> _COMPITI ED ESERCIZI_
- 1) Elenca i titoli di tutti i brani dei Lefter nominati nella recensione del loro EP.
- 2) Riassumi in due frasi la recensione dell'EP dei Lefter.
- 3) Trascrivi dalla recensione dell'EP dei Lefter il passo che comincia con le parole "I Lefter sono" e termina dopo le parole "Youth e Slowdive.".

> _SEGMENTO DI TESTO_

I Lefter sono un duo di Udine che mescola sapientemente l’alternative rock statunitense e inglese contaminandolo con il synth-pop di lingua anglosassone e le derive più garage rappresentate da alcune band contemporanee o del recente passato. Tra le tante influenze, si possono sentire in particolare quelle di Japandroids, Sonic Youth e Slowdive.

Le chitarre in primo piano, distorte e molto curate, che creano un tappeto sonoro fluido e divertente, pieno di spunti e su cui è bello sognare, fanno da pilastro a questo breve ma intenso EP dei Lefter, e sono fiancheggiate da un utilizzo mai banale di batteria e/o drum machine appositamente costruite da Red sulle fiammate chitarristiche di Marco. Se questa descrizione del disco appare fin troppo astratta, allora occorre ascoltare l’esplosiva “Dalawang”, il brano d’apertura, che condisce il tutto con un beat energico e una strizzata d’occhio quasi alla disco music. Il mix di conoscenze pregresse del duo – esperienze con altre band di entrambi e attività concertistica dei Lefter, tra cui svariate esibizioni a Londra – porta un carico di responsabilità non indifferente, ma è ben gestita da Marco e Red, che inseriscono in questo disco tutta la loro sincerità e creatività senza paura di toppare. E infatti non toppano. Le canzoni sono belle, si muovono sinuosamente in un confine incerto tra rock e pop, aggressività e tenerezza, energia e riposo. A prevalere, senza dubbio, è il lato aggressivo ed energico, ma al suo interno, come nella quasi shoegaze “Pimlico”, cresce anche la dimensione meditativa, in un mondo dove lo strumentale è quasi tutto e la forza della band sta proprio nella schiettezza performativa, in presa diretta.

Questo andamento ipnotico – vedasi “NOPRISONERS”, esperimento a mezza via tra un leggiadro math rock à la Don Caballero e una psichedelica effusione in stile nordico, e qui leggasi Radio Dept – a volte si spezza e si infrange contro muri del suono che crescono pian piano, come circa a metà della canzone sopra citata, in cui è introdotta una voce filtrata da un megafono, sbattuta e tagliuzzata dal duo e rispedita contro l’ascoltatore in una veste quasi incomprensibile. A ridare fiato al “sentore ‘90s” del gruppo è “FA#”, pezzo che cerca di seguire in qualche modo la gigantesca “Cross the Breeze” dei Sonic Youth sia nel giro di basso, sia nelle interruzioni delle chitarre, sia nel cantato sommesso e sognante. Il rimando – il tentativo di tributo o citazione, se non quasi di “cover” – a “Cross the Breeze” è così evidente da far pensare che questo duo debba ai Sonic Youth molto più di quanto si possa credere. Ma in questo magma incandescente percepiamo anche la presenza dei My Bloody Valentine, in qualche modo utilizzati anche loro in “FA#” – forse il pezzo prende qua e là da qualche canzone di “Isn’t Anything”? – e punto cardine per qualunque musicista cerchi di dar voce a questo genere. Considerando che questi esperimenti non sempre riescono, è giusto fare i complimenti ai Lefter, che sperimentano e citano senza mai cadere nel prevedibile e mantenendo altissima la qualità compositiva ed esecutiva.

> _DATI ESTRATTI_
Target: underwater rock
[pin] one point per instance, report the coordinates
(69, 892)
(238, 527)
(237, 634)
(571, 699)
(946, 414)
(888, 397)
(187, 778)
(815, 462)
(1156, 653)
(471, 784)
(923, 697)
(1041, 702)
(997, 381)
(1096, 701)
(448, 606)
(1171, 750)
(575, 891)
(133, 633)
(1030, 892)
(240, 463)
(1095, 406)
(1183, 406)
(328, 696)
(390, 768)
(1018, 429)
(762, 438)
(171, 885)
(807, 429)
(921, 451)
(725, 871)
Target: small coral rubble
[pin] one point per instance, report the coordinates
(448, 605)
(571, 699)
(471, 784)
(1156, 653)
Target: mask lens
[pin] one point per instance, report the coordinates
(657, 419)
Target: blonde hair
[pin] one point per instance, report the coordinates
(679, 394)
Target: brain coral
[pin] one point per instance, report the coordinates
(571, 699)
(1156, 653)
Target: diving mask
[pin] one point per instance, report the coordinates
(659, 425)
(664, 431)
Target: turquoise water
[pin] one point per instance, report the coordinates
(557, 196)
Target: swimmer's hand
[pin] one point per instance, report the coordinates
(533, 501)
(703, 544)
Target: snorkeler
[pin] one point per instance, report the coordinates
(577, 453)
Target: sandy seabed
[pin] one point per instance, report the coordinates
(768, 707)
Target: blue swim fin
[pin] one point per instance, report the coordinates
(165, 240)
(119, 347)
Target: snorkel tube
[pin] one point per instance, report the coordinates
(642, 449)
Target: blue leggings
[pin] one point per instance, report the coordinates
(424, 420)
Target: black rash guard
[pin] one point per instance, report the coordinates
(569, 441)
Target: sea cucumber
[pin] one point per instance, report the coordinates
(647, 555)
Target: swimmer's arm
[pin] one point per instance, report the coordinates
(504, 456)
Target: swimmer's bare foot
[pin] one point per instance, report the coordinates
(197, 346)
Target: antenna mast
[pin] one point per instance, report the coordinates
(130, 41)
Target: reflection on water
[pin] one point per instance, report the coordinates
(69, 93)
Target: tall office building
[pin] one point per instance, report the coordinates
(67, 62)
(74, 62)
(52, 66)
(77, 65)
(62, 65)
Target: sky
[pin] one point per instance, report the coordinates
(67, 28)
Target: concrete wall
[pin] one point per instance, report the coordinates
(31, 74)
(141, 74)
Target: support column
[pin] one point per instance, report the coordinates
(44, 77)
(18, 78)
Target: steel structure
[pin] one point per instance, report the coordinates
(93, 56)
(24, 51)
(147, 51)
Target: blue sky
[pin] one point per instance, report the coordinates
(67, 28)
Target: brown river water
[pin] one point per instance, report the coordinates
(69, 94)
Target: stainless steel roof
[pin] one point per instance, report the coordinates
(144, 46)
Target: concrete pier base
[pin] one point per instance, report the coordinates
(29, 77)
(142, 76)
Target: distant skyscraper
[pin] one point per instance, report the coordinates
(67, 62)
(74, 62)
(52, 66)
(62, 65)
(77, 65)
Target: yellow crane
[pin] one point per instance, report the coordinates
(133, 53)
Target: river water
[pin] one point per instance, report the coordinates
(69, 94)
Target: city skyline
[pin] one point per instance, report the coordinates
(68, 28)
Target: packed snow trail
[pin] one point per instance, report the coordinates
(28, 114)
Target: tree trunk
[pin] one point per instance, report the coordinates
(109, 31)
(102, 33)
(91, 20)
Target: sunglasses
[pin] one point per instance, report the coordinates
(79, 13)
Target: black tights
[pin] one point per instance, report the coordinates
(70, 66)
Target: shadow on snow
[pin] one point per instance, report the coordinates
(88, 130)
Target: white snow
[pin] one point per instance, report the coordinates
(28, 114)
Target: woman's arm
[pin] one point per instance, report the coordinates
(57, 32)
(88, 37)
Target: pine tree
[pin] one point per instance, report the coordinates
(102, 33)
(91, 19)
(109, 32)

> _RISPOSTE FINALI_
- 1)
- "Dalawang"
- "Pimlico"
- "NOPRISONERS"
- "FA#"

- 2) I Lefter, duo di Udine, mescolano l'alternative rock statunitense e inglese con il synth-pop e le derive garage. Nel loro EP le chitarre distorte di Marco e la batteria o le drum machine di Red danno brani sospesi tra aggressività e tenerezza, che citano Sonic Youth e My Bloody Valentine senza cadere nel prevedibile e con una qualità compositiva ed esecutiva altissima.

- 3)
I Lefter sono un duo di Udine che mescola sapientemente l’alternative rock statunitense e inglese contaminandolo con il synth-pop di lingua anglosassone e le derive più garage rappresentate da alcune band contemporanee o del recente passato. Tra le tante influenze, si possono sentire in particolare quelle di Japandroids, Sonic Youth e Slowdive.